# start of Data supplied

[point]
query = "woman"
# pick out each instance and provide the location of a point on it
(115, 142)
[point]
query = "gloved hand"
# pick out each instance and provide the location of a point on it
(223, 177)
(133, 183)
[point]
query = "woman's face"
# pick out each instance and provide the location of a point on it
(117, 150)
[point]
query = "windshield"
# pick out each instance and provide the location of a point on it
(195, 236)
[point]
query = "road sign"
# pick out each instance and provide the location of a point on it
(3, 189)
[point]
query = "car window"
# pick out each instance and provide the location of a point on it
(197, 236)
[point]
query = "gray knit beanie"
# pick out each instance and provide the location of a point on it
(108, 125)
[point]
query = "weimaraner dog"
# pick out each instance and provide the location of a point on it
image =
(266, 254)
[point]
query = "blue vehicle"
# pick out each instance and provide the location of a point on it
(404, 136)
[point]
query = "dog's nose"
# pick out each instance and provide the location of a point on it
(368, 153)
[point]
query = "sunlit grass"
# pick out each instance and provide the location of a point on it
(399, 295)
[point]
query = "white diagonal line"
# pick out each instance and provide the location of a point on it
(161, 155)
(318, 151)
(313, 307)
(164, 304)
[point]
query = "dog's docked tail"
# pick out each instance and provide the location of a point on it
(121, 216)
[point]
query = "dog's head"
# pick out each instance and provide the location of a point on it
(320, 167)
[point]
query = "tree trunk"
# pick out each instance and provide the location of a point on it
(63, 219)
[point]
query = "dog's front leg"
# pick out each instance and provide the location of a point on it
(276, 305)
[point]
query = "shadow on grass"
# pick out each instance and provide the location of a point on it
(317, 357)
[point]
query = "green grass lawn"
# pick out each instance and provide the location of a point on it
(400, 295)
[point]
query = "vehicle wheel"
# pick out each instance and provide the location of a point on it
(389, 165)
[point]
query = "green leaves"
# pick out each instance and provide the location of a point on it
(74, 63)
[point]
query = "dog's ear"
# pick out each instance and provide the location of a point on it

# end of Data supplied

Reproduce the data in its entirety, matching each character.

[point]
query = "woman"
# pick out each instance and provide the location of a point on it
(115, 142)
[point]
query = "gloved hand"
# pick out each instance and provide the location of a point on it
(223, 177)
(133, 183)
[point]
query = "woman's face"
# pick out each instance and provide the location of a point on it
(117, 150)
[point]
query = "windshield"
# pick out each instance and provide the location of a point on it
(195, 236)
[point]
query = "road sign"
# pick out each instance and provide the location of a point on it
(3, 189)
[point]
query = "car window"
# pick out each instance and provide the location of a point on it
(197, 236)
[point]
query = "gray knit beanie"
# pick out each instance and provide the location of a point on it
(108, 125)
[point]
query = "weimaraner dog"
# pick out each instance and provide the location of a point on it
image =
(266, 254)
[point]
query = "blue vehicle"
# pick out each instance and provide the location of a point on it
(404, 136)
[point]
query = "dog's nose"
# pick out each instance and provide the location of a point on it
(368, 153)
[point]
query = "sunlit grass"
# pick out each instance and provide the location of a point on it
(399, 295)
[point]
query = "white diagonal line"
# pick out each instance and provide the location of a point on it
(161, 155)
(318, 151)
(313, 307)
(164, 304)
[point]
query = "dog's docked tail"
# pick out each instance and provide the location of a point on it
(121, 216)
[point]
query = "dog's head"
# pick out each instance and provide the location of a point on it
(320, 167)
[point]
query = "tree trunk"
# pick out each instance and provide the location of a point on it
(63, 219)
[point]
query = "dog's front leg"
# pick out each instance and provide the location of a point on it
(276, 305)
[point]
query = "shadow on grass"
# pick out each instance and provide the location of a point on it
(317, 357)
[point]
query = "green grass lawn"
# pick out each instance and provide the location of a point on it
(400, 295)
[point]
query = "vehicle wheel"
# pick out each instance and provide the location of a point on it
(389, 165)
[point]
query = "green leaves"
# pick out each instance and provide the location of a point on it
(74, 63)
[point]
query = "dog's ear"
# pick out each instance and provide the location of a point on it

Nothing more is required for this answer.